───── STORED RECORDS ─────

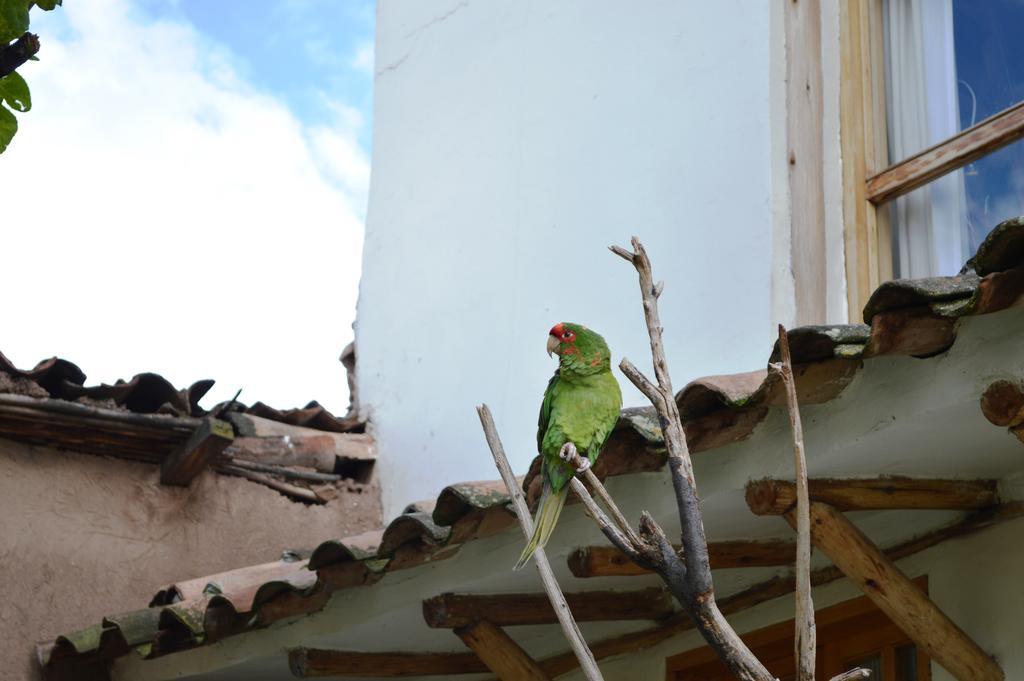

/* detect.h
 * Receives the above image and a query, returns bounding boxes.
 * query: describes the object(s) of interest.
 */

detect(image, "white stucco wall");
[356,0,792,517]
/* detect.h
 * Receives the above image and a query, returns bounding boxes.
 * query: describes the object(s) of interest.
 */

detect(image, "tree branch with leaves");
[0,0,61,154]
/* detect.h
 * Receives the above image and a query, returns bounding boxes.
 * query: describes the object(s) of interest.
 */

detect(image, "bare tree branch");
[772,325,815,681]
[569,478,643,562]
[565,446,640,546]
[610,237,775,681]
[476,405,603,681]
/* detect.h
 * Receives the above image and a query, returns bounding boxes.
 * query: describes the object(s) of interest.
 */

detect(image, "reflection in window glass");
[885,0,1024,278]
[950,0,1024,125]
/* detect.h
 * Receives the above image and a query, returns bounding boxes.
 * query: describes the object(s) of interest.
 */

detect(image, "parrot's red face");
[548,322,575,356]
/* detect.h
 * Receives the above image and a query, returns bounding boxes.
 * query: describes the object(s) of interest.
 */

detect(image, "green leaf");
[0,105,17,154]
[0,0,29,43]
[0,71,32,112]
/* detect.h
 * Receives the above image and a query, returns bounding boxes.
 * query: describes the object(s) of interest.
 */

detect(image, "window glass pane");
[883,140,1024,279]
[884,0,1024,278]
[884,0,1024,163]
[896,643,918,681]
[946,0,1024,129]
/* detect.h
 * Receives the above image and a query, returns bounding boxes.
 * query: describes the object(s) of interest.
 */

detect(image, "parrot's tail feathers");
[515,485,569,569]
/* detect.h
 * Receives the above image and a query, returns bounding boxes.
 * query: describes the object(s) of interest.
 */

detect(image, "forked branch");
[476,405,603,681]
[606,237,775,681]
[771,325,815,681]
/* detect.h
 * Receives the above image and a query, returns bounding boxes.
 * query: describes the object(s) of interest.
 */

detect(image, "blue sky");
[0,0,375,414]
[140,0,375,151]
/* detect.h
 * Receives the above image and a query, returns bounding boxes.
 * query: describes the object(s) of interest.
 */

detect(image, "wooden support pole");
[455,620,550,681]
[540,502,1024,678]
[786,502,1005,681]
[423,588,673,629]
[746,477,999,515]
[160,418,234,485]
[981,381,1024,428]
[288,648,488,679]
[568,540,797,579]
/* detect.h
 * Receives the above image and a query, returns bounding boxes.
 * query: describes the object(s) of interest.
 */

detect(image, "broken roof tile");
[41,213,1024,681]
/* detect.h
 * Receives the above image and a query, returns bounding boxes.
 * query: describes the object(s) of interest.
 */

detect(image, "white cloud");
[0,0,369,412]
[352,40,374,74]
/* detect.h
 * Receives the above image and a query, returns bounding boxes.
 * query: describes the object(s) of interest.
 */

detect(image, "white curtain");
[885,0,969,278]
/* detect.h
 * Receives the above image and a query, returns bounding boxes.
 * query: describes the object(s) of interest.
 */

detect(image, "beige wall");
[593,519,1024,681]
[0,439,380,679]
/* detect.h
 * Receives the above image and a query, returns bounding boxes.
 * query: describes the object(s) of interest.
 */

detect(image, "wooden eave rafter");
[423,588,673,629]
[981,380,1024,442]
[746,477,999,515]
[455,620,550,681]
[567,540,796,579]
[289,502,1024,678]
[785,502,1005,681]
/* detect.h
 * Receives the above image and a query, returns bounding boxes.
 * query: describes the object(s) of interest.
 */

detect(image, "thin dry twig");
[216,464,327,504]
[771,325,819,681]
[476,405,603,681]
[565,448,640,544]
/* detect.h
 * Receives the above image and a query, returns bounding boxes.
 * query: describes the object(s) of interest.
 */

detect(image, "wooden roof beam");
[746,477,999,515]
[288,648,489,679]
[539,502,1024,677]
[423,588,673,629]
[160,417,234,485]
[981,380,1024,442]
[455,620,551,681]
[785,502,1005,681]
[568,540,797,579]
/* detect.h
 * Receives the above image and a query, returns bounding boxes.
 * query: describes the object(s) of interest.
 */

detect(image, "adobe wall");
[0,439,380,680]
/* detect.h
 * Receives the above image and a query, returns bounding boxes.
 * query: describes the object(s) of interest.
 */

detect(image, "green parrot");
[515,322,623,569]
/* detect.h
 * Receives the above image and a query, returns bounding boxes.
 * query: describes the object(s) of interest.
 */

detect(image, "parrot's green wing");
[537,369,558,453]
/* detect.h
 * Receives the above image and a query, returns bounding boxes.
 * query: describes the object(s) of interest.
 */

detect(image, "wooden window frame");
[840,0,1024,322]
[665,576,932,681]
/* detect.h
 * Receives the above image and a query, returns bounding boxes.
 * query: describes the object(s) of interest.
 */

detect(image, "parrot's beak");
[548,336,561,357]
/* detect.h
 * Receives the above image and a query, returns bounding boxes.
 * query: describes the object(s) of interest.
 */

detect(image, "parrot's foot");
[558,442,590,473]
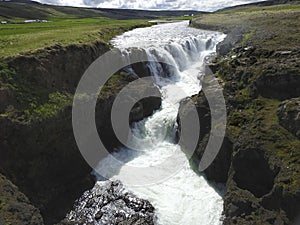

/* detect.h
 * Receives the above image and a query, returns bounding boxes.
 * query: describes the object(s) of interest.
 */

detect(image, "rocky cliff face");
[0,42,161,224]
[180,3,300,224]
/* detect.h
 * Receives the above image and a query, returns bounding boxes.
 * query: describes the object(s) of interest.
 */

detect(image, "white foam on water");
[97,21,225,225]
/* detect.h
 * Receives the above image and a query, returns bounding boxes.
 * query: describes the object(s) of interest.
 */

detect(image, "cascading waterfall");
[97,21,224,225]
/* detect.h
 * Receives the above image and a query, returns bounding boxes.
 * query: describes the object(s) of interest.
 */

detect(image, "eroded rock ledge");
[180,1,300,225]
[58,181,156,225]
[0,42,161,225]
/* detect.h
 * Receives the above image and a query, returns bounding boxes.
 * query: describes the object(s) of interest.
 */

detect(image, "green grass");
[0,18,148,58]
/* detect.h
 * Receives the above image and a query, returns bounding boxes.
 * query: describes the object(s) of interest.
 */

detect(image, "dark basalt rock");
[233,149,276,198]
[58,181,156,225]
[177,91,233,183]
[0,174,44,225]
[0,42,161,224]
[277,98,300,138]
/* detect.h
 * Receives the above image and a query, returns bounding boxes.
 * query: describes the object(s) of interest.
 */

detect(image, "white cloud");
[36,0,261,11]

─────

# EXERCISE:
Swap "branch" for "limb" in the rows from the start of the records up to and including the line with "[140,0,375,151]", and give those lines again with nothing else altered. Leave the pictures out of your answer.

# CORRECT ANSWER:
/* detect.h
 * Receives the above image and a query, returns bounding boxes.
 * query: describes the object(s) of interest.
 */

detect(image, "white stucco wall");
[356,0,792,517]
/* detect.h
 * Receives the above image and a query, returns bounding boxes.
 * query: describes the object(s) of interest.
 */

detect(image, "tree limb with leaves");
[0,0,61,154]
/* detect.h
 * Receives the above image and a query, returns bounding boxes.
 * query: describes the object(s) of interest.
 */

detect(image, "bare tree limb");
[772,325,815,681]
[569,478,643,562]
[565,446,640,546]
[610,237,775,681]
[476,405,603,681]
/* detect.h
 * Receives the above image and a query, returns bounding boxes.
 * query: describes the object(s) of interest.
 */

detect(image, "reflection in window glass");
[885,0,1024,278]
[950,0,1024,125]
/* detect.h
 * Receives the above image and a query, returns bounding boxes.
 * query: describes the object(s) of interest.
 */

detect(image, "parrot's red face");
[548,322,575,356]
/* detect.h
 * Receives the above image and a query, returns bounding boxes.
 * query: describes the object(s) of interest.
 */

detect(image, "green leaf");
[0,105,17,154]
[0,0,29,43]
[0,71,32,112]
/* detect.h
 * Receives the above image and a query, returns bounding boxes.
 * query: describes the object(s) of interest.
 */

detect(image, "window glass pane");
[883,140,1024,279]
[884,0,1024,278]
[884,0,1024,163]
[896,643,918,681]
[946,0,1024,129]
/* detect.h
 * Receives the above image and a query, returns bounding boxes.
 * query: describes the object(s) of interest.
 */

detect(image, "parrot's tail feathers");
[515,485,569,569]
/* detect.h
 * Receives the above image and a query, returns bounding boxes.
 * query: describes the object(s) of interest.
 */

detect(image, "forked limb");
[476,405,603,681]
[606,237,775,681]
[771,325,815,681]
/* detect.h
 * Receives the above image and a query, returns bounding boxes.
 * query: describes the object(s) of interest.
 */

detect(image, "blue sky");
[0,0,375,414]
[140,0,375,151]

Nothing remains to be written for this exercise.